_What is asked_
Send back all the data below, exactly as given.

(A block of data)
>>>>
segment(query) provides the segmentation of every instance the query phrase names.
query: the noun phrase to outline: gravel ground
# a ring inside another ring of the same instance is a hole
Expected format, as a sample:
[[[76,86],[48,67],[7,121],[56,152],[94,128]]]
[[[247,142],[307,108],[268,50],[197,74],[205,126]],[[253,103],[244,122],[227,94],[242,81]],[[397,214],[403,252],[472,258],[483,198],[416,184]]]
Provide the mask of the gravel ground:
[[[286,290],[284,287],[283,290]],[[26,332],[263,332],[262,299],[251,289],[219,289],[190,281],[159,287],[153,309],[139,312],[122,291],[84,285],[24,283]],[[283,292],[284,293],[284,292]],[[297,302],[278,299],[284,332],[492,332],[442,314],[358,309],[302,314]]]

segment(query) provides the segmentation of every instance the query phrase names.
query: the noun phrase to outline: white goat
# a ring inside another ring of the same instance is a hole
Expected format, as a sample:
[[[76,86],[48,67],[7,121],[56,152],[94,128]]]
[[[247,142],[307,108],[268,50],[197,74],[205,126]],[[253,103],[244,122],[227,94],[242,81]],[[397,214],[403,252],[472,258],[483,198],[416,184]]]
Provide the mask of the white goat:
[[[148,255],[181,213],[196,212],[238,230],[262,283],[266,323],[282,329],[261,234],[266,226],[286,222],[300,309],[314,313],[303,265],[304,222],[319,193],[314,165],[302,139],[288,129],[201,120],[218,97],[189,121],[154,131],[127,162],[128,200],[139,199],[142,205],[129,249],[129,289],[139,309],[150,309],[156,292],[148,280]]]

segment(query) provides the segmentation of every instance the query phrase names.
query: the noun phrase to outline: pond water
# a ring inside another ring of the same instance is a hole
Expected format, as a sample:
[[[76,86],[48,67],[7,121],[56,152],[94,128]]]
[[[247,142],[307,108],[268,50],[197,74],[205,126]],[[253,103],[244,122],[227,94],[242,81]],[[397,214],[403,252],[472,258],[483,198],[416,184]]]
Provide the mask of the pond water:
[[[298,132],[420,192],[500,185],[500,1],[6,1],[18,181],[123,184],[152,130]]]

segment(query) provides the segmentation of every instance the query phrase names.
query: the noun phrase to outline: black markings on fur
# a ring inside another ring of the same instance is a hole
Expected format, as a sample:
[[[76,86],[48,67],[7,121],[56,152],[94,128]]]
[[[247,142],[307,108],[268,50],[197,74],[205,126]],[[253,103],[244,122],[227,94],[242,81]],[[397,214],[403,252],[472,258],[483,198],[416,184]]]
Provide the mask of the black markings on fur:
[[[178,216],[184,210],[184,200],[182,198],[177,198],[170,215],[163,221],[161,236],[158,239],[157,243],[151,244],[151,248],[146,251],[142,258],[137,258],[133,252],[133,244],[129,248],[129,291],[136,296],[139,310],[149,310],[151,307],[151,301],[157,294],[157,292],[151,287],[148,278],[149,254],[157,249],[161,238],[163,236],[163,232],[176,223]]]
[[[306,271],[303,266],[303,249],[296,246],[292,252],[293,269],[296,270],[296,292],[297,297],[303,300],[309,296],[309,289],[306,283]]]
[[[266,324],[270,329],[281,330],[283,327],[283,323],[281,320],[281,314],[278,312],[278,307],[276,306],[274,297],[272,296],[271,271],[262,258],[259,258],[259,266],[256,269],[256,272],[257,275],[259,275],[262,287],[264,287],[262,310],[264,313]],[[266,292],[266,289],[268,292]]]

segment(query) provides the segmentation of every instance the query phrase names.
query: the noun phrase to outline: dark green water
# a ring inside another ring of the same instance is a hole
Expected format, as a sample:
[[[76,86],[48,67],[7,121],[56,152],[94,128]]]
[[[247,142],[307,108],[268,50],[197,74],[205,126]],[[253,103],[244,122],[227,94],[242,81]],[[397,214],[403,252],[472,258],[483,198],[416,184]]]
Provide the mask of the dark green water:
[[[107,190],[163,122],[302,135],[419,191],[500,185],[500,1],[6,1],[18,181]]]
<<<<
_Written solution_
segment(query) provides the segmentation of every instance the query phrase names.
query: the noun phrase to outline: gravel ground
# a ring inside another ring of the same instance is a hole
Expected format, as a sample:
[[[76,86],[48,67],[7,121],[56,152],[94,128]]]
[[[247,142],[307,108],[268,50],[197,74],[205,126]],[[253,103],[244,122],[227,94],[242,81]],[[397,214],[403,252],[472,258],[483,198],[416,184]]]
Provide the mask of the gravel ground:
[[[286,290],[284,287],[283,290]],[[26,332],[263,332],[262,299],[251,289],[219,289],[190,281],[159,287],[153,309],[139,312],[122,291],[84,285],[24,283]],[[283,292],[284,293],[284,292]],[[297,302],[278,299],[284,332],[492,332],[442,314],[358,309],[302,314]]]

segment(query) provides the segmentation of every instance the query phrase names.
query: the noun phrase to outline: white goat
# a ring inside another ring of the same instance is a hole
Expected format, as a sample:
[[[76,86],[48,67],[7,121],[56,152],[94,128]]]
[[[247,142],[307,108],[268,50],[197,74],[205,126]],[[253,103],[244,122],[227,94],[242,81]],[[397,214],[403,252],[472,258],[483,198],[416,184]]]
Provide the mask of the white goat:
[[[148,255],[181,213],[196,212],[238,230],[262,283],[266,323],[282,329],[261,234],[266,226],[286,222],[300,309],[314,313],[303,265],[304,222],[319,193],[314,165],[302,139],[288,129],[201,120],[218,97],[189,121],[154,131],[127,162],[128,200],[139,199],[142,205],[129,249],[129,289],[139,309],[150,309],[156,292],[148,280]]]

segment(query) provides the segmentation of every instance the query phrase names.
query: the noun phrase to outline: pond water
# a ring inside another ring of the same instance is a hole
Expected format, as a sample:
[[[76,86],[48,67],[7,121],[56,152],[94,128]]]
[[[247,142],[307,108],[268,50],[197,74],[205,126]],[[253,103],[244,122],[227,94],[242,81]],[[397,214],[403,252],[472,258],[483,198],[416,184]]]
Provide the mask of the pond water:
[[[298,132],[420,192],[500,185],[500,1],[6,1],[18,181],[123,184],[152,130]]]

segment(query) provides the segmentation of every instance the query phrase names.
query: the noun phrase to outline: black markings on fur
# a ring inside another ring of the same instance is a hole
Expected format, as a sample:
[[[76,86],[48,67],[7,121],[56,152],[94,128]]]
[[[247,142],[307,108],[268,50],[197,74],[205,126]],[[253,103],[244,122],[227,94],[242,81]],[[397,214],[403,252],[472,258],[483,198],[416,184]]]
Provide the mask of the black markings on fur:
[[[178,216],[184,210],[184,200],[182,198],[177,198],[170,215],[163,221],[161,236],[158,239],[157,243],[151,244],[151,248],[146,251],[142,258],[137,258],[133,252],[133,244],[129,248],[129,291],[136,296],[139,310],[149,310],[151,307],[151,301],[157,294],[157,292],[151,287],[148,278],[149,254],[157,249],[161,238],[163,236],[163,232],[176,223]]]
[[[306,271],[303,266],[303,249],[296,246],[292,252],[293,269],[296,270],[296,292],[297,297],[303,300],[309,296],[309,289],[306,283]]]
[[[266,324],[270,329],[281,330],[283,327],[283,323],[281,320],[281,314],[278,312],[278,307],[276,306],[274,297],[272,296],[271,271],[262,258],[259,258],[259,266],[256,269],[256,272],[257,275],[259,275],[262,287],[264,287],[262,310],[264,313]],[[266,292],[266,289],[268,292]]]

segment(query) provides the segmentation of every instance the query phrase names.
query: the noun phrase to outline: dark green water
# a ring inside another ring of the same instance is a hole
Expected format, as a sample:
[[[76,86],[48,67],[7,121],[56,152],[94,128]]]
[[[247,142],[307,108],[268,50],[197,74],[205,126]],[[253,103],[244,122],[227,94],[242,81]],[[397,214],[403,252],[472,258],[483,198],[416,184]]]
Provide the mask of the dark green water:
[[[107,190],[163,122],[302,135],[419,191],[500,185],[500,1],[6,1],[18,181]]]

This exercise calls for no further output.